**Extracted text:**
━━━━━━━━━━━━━━━━

Excluding 802.11a with 'iwpriv eth1 set_mode 6' improves connection reliability with NetworkManager, at least with cited WAG325N ap: as far as I can see disconnects are far less frequent, but still happen from time to time. This seems to confirm John's hypothesis, but doesn't explain why this happens only with some aps. I noticed that iwspy often shows the same 'Scan request completed' message many times after a single 'iwlist eth1 scan' command: is this behaviour expected? [ifup eth1] 18:57:51.668521 eth1 Scan request completed 18:57:51.669416 eth1 Set Mode:Managed 18:57:51.669465 eth1 Set Frequency:2.472 GHz (Channel 13) 18:57:51.689680 eth1 New Access Point/Cell address:00:1A:70:A2:D7:94 [iwlist eth1 scan] 18:58:28.053119 eth1 Scan request completed 18:58:33.427150 eth1 Scan request completed [iwlist eth1 scan] 18:59:12.212311 eth1 Scan request completed 18:59:17.615095 eth1 Scan request completed 18:59:23.618718 eth1 Scan request completed Is there something more I can do to help investigating this issue?
NM can initiate scan as well. Do you have a dmesg with the disassociate reason?
(In reply to comment #6) > NM can initiate scan as well. Do you have a dmesg with the disassociate > reason? Unfortunately, NM does request a background scan every 2 min. max (pls. see https://bugzilla.gnome.org/show_bug.cgi?id=513820). In our case, this means a connection drop every 2 minutes. Please tell me how to get a more detailed dmesg.
(In reply to comment #7) > Please tell me how to get a more detailed dmesg. Just capture the dmesg into a file _while_ the STA disassociated (due to scan). The one you provided looks like it STA is disassociated due to network shutdown.

━━━━━━━━━━━━━━━━

**Data shown:**

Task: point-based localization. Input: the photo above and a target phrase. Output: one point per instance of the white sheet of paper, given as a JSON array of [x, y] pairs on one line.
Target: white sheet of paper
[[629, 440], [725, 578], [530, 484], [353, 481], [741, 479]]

━━━━━━━━━━━━━━━━

**Exercise details:** From the bug thread above, list every timestamp at which the log shows "Scan request completed".

**Response to the task:**
18:57:51.668521
18:58:28.053119
18:58:33.427150
18:59:12.212311
18:59:17.615095
18:59:23.618718